### [Requirement]
Pull out every line in the rows below that contains the word "boot", and list each of those lines in full.

### [Given records]
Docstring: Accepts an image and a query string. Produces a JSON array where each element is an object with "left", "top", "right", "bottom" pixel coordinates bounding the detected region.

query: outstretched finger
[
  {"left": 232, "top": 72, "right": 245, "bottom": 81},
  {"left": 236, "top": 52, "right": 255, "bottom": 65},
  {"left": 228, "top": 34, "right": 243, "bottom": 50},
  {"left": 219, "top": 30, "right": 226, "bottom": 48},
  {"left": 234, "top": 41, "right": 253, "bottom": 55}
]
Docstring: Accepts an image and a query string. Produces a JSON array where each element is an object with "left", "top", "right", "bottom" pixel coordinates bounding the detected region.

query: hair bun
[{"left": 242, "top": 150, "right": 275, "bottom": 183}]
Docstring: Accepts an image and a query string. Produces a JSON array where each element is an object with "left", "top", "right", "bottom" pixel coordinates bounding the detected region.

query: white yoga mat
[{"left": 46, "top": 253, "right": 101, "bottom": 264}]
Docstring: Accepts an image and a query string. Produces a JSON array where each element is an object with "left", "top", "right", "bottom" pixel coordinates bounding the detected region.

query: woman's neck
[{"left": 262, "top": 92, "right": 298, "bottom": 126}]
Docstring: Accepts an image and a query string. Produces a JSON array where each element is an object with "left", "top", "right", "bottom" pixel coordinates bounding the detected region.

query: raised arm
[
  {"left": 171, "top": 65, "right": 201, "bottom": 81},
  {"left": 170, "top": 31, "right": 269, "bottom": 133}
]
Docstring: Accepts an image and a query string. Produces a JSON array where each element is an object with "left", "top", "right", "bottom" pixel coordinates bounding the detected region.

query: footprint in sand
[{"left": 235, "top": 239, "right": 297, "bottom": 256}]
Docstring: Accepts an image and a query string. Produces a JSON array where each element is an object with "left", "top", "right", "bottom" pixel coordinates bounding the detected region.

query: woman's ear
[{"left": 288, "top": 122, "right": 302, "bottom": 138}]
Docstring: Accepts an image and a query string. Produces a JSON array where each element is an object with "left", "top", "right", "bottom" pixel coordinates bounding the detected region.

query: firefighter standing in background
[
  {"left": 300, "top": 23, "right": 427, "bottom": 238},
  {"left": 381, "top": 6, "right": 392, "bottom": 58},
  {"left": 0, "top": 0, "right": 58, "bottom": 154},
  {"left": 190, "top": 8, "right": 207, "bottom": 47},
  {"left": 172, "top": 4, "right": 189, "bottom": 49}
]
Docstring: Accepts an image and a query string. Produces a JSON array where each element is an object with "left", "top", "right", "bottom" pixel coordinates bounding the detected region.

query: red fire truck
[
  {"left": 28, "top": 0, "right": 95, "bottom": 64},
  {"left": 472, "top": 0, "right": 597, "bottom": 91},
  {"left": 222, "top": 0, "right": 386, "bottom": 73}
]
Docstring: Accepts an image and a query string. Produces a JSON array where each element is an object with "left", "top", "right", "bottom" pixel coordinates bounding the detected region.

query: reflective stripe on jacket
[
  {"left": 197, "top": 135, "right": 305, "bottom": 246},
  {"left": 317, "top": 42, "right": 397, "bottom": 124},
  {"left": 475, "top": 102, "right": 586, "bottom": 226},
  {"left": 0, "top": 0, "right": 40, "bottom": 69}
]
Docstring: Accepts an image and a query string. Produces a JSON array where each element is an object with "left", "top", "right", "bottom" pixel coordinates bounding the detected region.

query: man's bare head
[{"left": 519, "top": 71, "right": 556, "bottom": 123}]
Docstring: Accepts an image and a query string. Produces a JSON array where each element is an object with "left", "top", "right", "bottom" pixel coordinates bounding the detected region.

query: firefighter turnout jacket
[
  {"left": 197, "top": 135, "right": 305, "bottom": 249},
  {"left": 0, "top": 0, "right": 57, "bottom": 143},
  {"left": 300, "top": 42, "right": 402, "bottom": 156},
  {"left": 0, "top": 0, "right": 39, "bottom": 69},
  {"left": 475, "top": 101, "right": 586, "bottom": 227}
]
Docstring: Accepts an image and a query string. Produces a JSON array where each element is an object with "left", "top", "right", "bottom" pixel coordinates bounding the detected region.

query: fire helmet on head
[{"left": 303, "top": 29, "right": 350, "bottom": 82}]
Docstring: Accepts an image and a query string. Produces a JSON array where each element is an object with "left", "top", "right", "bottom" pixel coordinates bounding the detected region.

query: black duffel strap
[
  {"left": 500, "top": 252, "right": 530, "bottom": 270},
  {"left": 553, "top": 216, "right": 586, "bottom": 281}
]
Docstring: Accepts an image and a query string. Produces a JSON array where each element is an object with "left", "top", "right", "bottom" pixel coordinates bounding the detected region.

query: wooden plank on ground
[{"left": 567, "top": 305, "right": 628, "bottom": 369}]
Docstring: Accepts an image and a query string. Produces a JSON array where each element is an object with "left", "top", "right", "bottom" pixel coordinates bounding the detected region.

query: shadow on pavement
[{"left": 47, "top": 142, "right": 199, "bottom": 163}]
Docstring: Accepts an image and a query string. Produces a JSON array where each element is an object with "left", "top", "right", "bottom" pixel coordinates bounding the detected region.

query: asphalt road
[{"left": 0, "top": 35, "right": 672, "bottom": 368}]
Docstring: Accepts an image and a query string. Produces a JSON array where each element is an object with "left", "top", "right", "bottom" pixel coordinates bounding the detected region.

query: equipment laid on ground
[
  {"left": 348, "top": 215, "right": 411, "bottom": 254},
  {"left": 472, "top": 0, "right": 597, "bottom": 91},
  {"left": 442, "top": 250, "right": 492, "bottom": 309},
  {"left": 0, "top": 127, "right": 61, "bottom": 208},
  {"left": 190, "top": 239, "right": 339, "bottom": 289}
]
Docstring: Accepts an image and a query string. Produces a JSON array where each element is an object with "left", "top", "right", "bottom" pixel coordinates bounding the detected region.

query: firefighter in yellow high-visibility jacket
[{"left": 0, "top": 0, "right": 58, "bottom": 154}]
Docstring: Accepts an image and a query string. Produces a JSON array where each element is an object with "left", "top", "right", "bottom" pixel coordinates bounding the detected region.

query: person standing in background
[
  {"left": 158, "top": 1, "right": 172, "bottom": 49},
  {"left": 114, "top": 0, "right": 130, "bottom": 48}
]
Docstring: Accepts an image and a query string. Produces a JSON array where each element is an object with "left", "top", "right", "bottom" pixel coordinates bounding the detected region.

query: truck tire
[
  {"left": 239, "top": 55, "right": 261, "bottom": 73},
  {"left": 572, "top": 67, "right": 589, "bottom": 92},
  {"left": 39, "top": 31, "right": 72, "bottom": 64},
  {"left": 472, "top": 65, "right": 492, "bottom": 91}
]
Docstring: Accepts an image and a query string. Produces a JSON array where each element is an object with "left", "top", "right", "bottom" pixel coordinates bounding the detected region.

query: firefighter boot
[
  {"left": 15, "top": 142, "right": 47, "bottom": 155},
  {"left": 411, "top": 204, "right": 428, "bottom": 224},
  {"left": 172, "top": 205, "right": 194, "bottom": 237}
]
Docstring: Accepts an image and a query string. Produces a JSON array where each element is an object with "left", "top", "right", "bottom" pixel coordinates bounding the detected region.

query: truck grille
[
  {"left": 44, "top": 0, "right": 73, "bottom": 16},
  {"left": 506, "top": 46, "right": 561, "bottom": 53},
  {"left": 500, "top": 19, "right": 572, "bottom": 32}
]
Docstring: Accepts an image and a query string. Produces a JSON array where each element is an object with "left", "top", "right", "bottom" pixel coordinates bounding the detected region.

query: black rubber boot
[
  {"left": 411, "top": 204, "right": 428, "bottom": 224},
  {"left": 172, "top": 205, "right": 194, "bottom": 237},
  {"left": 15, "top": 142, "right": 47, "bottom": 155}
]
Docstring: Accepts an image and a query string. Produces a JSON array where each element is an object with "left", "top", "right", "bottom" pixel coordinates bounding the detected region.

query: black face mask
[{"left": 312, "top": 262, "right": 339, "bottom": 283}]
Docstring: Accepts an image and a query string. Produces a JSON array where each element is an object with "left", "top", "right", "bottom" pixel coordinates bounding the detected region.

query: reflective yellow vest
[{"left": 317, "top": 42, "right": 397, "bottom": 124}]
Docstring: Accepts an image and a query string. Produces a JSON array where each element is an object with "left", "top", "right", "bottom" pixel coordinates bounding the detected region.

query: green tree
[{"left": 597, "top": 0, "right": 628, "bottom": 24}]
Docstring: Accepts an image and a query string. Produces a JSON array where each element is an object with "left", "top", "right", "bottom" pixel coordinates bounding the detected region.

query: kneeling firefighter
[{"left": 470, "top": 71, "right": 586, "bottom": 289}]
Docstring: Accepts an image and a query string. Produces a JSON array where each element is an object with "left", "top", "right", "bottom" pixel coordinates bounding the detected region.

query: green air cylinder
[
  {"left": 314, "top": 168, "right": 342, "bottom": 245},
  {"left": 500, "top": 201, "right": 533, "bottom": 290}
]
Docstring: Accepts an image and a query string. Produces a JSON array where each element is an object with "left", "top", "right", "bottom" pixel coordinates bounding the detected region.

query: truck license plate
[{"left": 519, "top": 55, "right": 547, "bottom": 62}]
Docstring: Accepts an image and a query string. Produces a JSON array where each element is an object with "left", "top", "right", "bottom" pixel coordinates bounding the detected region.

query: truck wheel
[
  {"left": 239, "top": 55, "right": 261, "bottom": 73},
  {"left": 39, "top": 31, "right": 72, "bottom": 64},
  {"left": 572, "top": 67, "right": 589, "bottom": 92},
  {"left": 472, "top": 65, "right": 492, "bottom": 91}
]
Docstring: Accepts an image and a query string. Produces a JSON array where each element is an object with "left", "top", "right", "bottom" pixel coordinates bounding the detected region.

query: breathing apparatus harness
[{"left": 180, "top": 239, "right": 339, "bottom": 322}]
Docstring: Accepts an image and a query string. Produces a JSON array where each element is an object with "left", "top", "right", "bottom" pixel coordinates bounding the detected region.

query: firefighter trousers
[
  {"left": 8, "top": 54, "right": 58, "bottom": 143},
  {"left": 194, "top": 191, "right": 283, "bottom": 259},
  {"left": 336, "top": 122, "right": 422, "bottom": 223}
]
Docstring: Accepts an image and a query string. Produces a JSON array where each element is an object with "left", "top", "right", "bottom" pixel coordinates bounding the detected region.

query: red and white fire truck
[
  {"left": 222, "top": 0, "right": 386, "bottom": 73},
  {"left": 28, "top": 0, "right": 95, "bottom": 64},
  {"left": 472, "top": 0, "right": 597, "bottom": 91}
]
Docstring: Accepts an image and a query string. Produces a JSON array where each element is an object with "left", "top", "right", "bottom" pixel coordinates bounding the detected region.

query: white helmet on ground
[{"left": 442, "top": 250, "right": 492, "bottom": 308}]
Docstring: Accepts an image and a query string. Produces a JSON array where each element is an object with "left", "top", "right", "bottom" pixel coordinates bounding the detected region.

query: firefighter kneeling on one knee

### [Completed exercise]
query: firefighter boot
query: black rubber boot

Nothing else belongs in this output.